WORK TO DO:
Without the pictures, print each of the records below exactly as it appears.

SUPPLIED MATERIAL:
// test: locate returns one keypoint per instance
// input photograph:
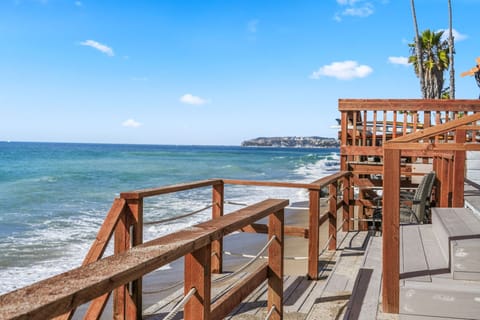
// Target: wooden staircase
(440, 266)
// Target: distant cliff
(293, 142)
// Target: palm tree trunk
(451, 48)
(418, 49)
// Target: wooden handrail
(144, 193)
(272, 184)
(408, 105)
(62, 293)
(436, 130)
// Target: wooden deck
(325, 298)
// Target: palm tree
(430, 62)
(451, 48)
(418, 50)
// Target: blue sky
(208, 72)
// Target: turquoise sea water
(55, 196)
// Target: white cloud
(399, 60)
(356, 8)
(252, 26)
(139, 79)
(344, 70)
(130, 123)
(362, 12)
(99, 46)
(191, 99)
(457, 36)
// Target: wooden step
(446, 298)
(454, 224)
(466, 259)
(420, 254)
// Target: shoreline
(158, 285)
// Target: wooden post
(198, 276)
(332, 216)
(390, 237)
(444, 187)
(344, 139)
(122, 243)
(313, 229)
(275, 264)
(135, 207)
(217, 211)
(346, 203)
(459, 158)
(351, 208)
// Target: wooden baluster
(346, 203)
(344, 139)
(459, 171)
(394, 128)
(275, 264)
(313, 229)
(198, 276)
(445, 187)
(122, 244)
(136, 209)
(332, 216)
(437, 122)
(217, 211)
(384, 139)
(390, 237)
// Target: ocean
(54, 196)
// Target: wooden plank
(436, 261)
(96, 252)
(217, 212)
(236, 295)
(122, 244)
(96, 307)
(332, 216)
(105, 233)
(198, 276)
(271, 184)
(438, 129)
(373, 261)
(275, 264)
(414, 261)
(59, 294)
(135, 208)
(289, 230)
(313, 247)
(459, 172)
(390, 225)
(345, 105)
(137, 194)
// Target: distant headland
(292, 142)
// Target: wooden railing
(202, 246)
(367, 124)
(448, 163)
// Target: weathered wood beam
(313, 247)
(390, 234)
(144, 193)
(227, 303)
(408, 104)
(275, 264)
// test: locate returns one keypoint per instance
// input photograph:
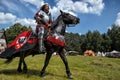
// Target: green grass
(82, 68)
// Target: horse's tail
(9, 60)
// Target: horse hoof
(42, 74)
(19, 70)
(24, 71)
(70, 76)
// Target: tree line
(92, 40)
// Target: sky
(94, 14)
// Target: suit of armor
(42, 19)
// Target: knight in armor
(43, 19)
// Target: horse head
(69, 18)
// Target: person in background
(43, 20)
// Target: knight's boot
(41, 46)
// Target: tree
(14, 30)
(114, 34)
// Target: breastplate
(46, 16)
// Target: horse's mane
(55, 23)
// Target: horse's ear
(61, 11)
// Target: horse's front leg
(22, 56)
(64, 59)
(48, 56)
(24, 66)
(19, 69)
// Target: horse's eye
(67, 13)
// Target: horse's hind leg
(24, 66)
(22, 56)
(20, 64)
(64, 59)
(48, 56)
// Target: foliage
(14, 30)
(114, 34)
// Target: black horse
(58, 30)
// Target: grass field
(82, 68)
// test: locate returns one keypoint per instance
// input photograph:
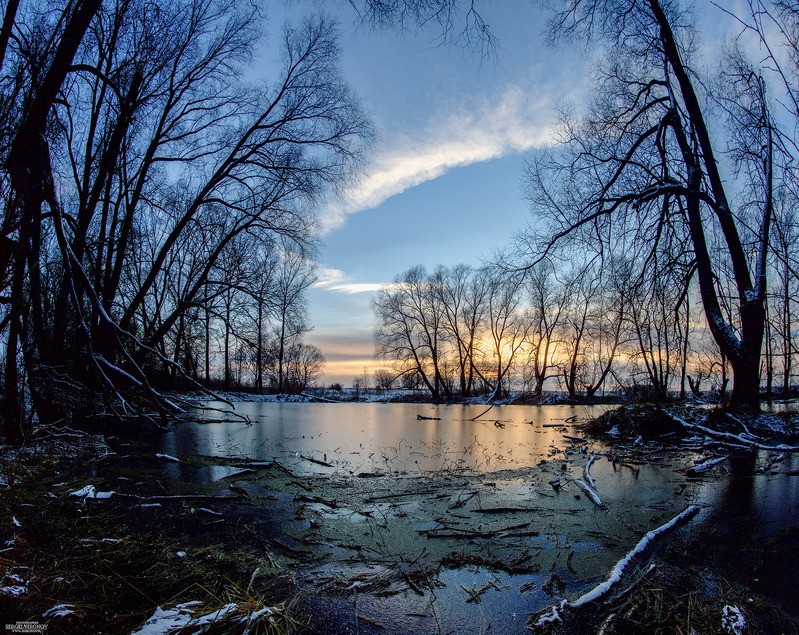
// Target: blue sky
(443, 181)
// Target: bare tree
(130, 186)
(644, 160)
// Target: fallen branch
(587, 472)
(589, 491)
(704, 466)
(733, 440)
(317, 461)
(553, 613)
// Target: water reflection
(386, 438)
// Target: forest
(162, 189)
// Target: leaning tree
(643, 168)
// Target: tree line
(679, 177)
(584, 327)
(156, 197)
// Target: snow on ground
(59, 610)
(732, 620)
(12, 584)
(183, 618)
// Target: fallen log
(552, 614)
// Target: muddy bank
(449, 550)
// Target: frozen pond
(379, 437)
(467, 505)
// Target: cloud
(336, 280)
(513, 123)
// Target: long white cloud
(336, 280)
(515, 122)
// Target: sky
(442, 183)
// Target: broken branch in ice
(167, 457)
(743, 440)
(704, 466)
(587, 472)
(553, 613)
(589, 491)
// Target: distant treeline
(156, 200)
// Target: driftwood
(317, 461)
(552, 615)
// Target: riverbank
(99, 533)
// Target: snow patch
(732, 620)
(589, 491)
(59, 610)
(88, 491)
(167, 621)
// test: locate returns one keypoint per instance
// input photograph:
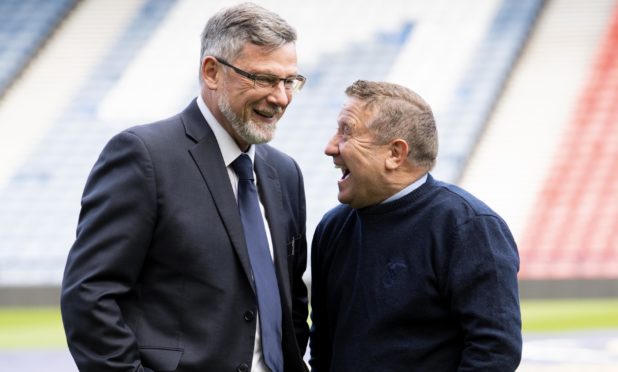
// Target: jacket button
(249, 315)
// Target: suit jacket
(159, 275)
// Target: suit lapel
(208, 158)
(270, 192)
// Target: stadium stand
(462, 124)
(41, 200)
(25, 25)
(572, 231)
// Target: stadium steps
(51, 80)
(509, 165)
(572, 231)
(25, 26)
(41, 200)
(473, 100)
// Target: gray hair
(227, 32)
(398, 112)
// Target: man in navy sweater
(409, 273)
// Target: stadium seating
(24, 26)
(572, 231)
(462, 123)
(41, 200)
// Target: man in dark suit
(160, 277)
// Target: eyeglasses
(292, 83)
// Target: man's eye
(266, 81)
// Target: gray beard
(249, 131)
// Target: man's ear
(209, 73)
(398, 150)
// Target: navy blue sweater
(424, 283)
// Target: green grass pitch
(42, 327)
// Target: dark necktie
(262, 265)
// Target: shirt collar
(229, 148)
(408, 189)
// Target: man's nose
(280, 95)
(332, 146)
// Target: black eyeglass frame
(293, 83)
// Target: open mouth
(345, 172)
(268, 114)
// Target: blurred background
(525, 94)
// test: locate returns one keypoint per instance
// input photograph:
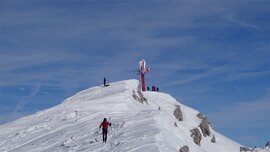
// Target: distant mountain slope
(140, 122)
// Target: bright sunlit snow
(74, 125)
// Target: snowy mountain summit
(141, 122)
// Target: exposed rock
(184, 149)
(213, 140)
(203, 117)
(245, 149)
(196, 135)
(267, 144)
(205, 128)
(178, 113)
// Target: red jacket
(105, 124)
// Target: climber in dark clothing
(105, 124)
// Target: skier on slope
(105, 124)
(105, 82)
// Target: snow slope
(73, 125)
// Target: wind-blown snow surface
(74, 125)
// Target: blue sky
(211, 55)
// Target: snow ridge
(147, 126)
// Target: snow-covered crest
(140, 122)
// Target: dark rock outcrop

EXERCISE SOLUTION:
// test: locate returns one keypoint per instance
// input photograph:
// Target: wooden staircase
(440, 266)
// Target: distant cliff
(293, 142)
// Target: palm tree trunk
(451, 48)
(418, 49)
// Target: wooden handrail
(144, 193)
(272, 184)
(408, 105)
(62, 293)
(436, 130)
// Target: wooden deck
(325, 298)
// Target: palm tree
(430, 62)
(451, 48)
(418, 50)
// Target: blue sky
(208, 72)
// Target: turquoise sea water
(55, 196)
// Target: white cloud
(399, 60)
(356, 8)
(252, 26)
(139, 79)
(344, 70)
(130, 123)
(362, 12)
(99, 46)
(191, 99)
(457, 36)
// Target: wooden step
(446, 298)
(454, 224)
(466, 259)
(420, 254)
// Target: shoreline
(158, 285)
// Target: wooden post
(198, 276)
(332, 216)
(390, 237)
(444, 187)
(344, 139)
(122, 243)
(313, 229)
(275, 264)
(135, 207)
(217, 211)
(346, 203)
(459, 158)
(351, 208)
// Target: wooden baluster
(346, 203)
(344, 139)
(459, 171)
(394, 128)
(275, 264)
(313, 229)
(198, 276)
(445, 187)
(122, 244)
(136, 209)
(332, 216)
(437, 122)
(217, 211)
(384, 139)
(390, 237)
// Target: ocean
(54, 196)
// Target: wooden plank
(436, 261)
(96, 252)
(217, 212)
(236, 295)
(122, 244)
(96, 307)
(332, 216)
(105, 233)
(198, 276)
(271, 184)
(438, 129)
(373, 261)
(275, 264)
(414, 261)
(59, 294)
(135, 208)
(289, 230)
(313, 247)
(459, 172)
(390, 225)
(345, 105)
(137, 194)
// Target: distant headland
(292, 142)
// Target: wooden railing
(202, 246)
(367, 124)
(448, 163)
// Target: weathered wood beam
(313, 247)
(390, 234)
(144, 193)
(227, 303)
(408, 104)
(275, 264)
// test: locate returns one keypoint per instance
// input photograph:
// Target: green grass
(82, 68)
// Target: horse's tail
(9, 60)
// Target: horse hoof
(42, 74)
(19, 70)
(24, 71)
(70, 76)
// Target: tree line
(92, 40)
// Target: sky
(94, 14)
// Target: suit of armor
(42, 19)
// Target: knight in armor
(43, 19)
// Target: horse head
(69, 18)
// Target: person in background
(43, 20)
// Target: knight's boot
(41, 46)
// Target: tree
(14, 30)
(114, 34)
// Target: breastplate
(46, 16)
// Target: horse's mane
(55, 23)
// Target: horse's ear
(61, 11)
// Target: horse's front leg
(22, 56)
(64, 59)
(48, 56)
(24, 66)
(19, 69)
// Target: horse's eye
(67, 13)
// Target: horse's hind leg
(24, 66)
(22, 56)
(20, 64)
(64, 59)
(48, 56)
// Target: foliage
(14, 30)
(114, 34)
// Target: black horse
(58, 30)
// Target: grass field
(82, 68)
// test: locate returns one keypoint per instance
// input photograph:
// Target: blue sky
(443, 181)
// Target: bare tree
(130, 186)
(644, 160)
// Target: fallen branch
(587, 472)
(589, 491)
(704, 466)
(733, 440)
(317, 461)
(553, 613)
// Target: water reflection
(386, 438)
// Target: forest
(162, 189)
// Target: leaning tree
(643, 168)
// Target: tree line
(679, 177)
(584, 327)
(156, 197)
// Target: snow on ground
(59, 610)
(732, 620)
(12, 584)
(183, 618)
// Target: fallen log
(552, 614)
// Target: muddy bank
(449, 550)
// Target: frozen pond
(379, 437)
(467, 505)
// Target: cloud
(336, 280)
(513, 123)
// Target: long white cloud
(336, 280)
(515, 122)
// Target: sky
(442, 183)
// Target: broken branch in ice
(167, 457)
(743, 440)
(704, 466)
(587, 472)
(553, 613)
(589, 491)
// Target: distant treeline
(156, 200)
// Target: driftwood
(317, 461)
(552, 615)
// Target: riverbank
(99, 533)
// Target: snow patch
(732, 620)
(589, 491)
(59, 610)
(88, 491)
(167, 621)
// test: locate returns one keypoint per instance
// input photograph:
// Target: jacket button
(249, 315)
// Target: suit jacket
(159, 275)
// Target: suit lapel
(208, 158)
(270, 192)
// Target: stadium stand
(462, 124)
(41, 200)
(25, 25)
(572, 231)
// Target: stadium steps
(51, 80)
(509, 165)
(572, 231)
(25, 26)
(41, 200)
(473, 100)
// Target: gray hair
(227, 32)
(398, 112)
// Target: man in navy sweater
(409, 273)
// Target: stadium seating
(24, 26)
(572, 231)
(462, 123)
(41, 200)
// Target: man in dark suit
(160, 277)
// Target: eyeglasses
(292, 83)
// Target: man's eye
(266, 81)
// Target: gray beard
(249, 131)
// Target: man's ear
(209, 73)
(398, 150)
// Target: navy blue sweater
(424, 283)
// Target: green grass pitch
(42, 327)
// Target: dark necktie
(262, 265)
// Target: shirt collar
(229, 148)
(408, 189)
// Target: man's nose
(280, 95)
(332, 146)
// Target: black eyeglass frame
(293, 83)
// Target: open mouth
(345, 172)
(268, 114)
// Target: blurred background
(525, 94)
// test: locate returns one keypoint per instance
// input photograph:
// Target: distant mountain slope
(140, 122)
// Target: bright sunlit snow
(74, 125)
// Target: snowy mountain summit
(141, 122)
// Target: exposed rock
(184, 149)
(213, 140)
(203, 117)
(245, 149)
(196, 135)
(267, 144)
(205, 128)
(178, 113)
// Target: red jacket
(105, 124)
// Target: climber in dark clothing
(105, 124)
// Target: skier on slope
(105, 124)
(105, 82)
// Target: snow slope
(73, 125)
// Target: wind-blown snow surface
(74, 125)
// Target: blue sky
(211, 55)
// Target: snow ridge
(147, 126)
// Target: snow-covered crest
(140, 122)
// Target: dark rock outcrop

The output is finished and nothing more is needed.